(begin)

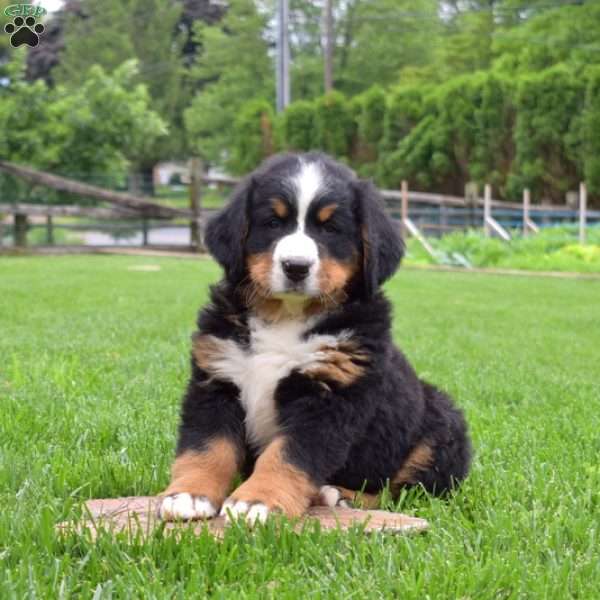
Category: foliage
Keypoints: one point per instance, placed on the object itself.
(298, 126)
(553, 249)
(235, 68)
(94, 361)
(90, 133)
(546, 104)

(end)

**TASK:**
Render every line of the rows above as a JSON list of strings, one string per line, skipping blank lines and leaving out the pictures.

**ANSWER TO THIS TASK:**
[
  "Category: foliage",
  "Keypoints: one point per instance, placed on the object itself.",
  "(298, 126)",
  "(553, 249)",
  "(235, 68)",
  "(94, 361)",
  "(90, 133)",
  "(546, 104)"
]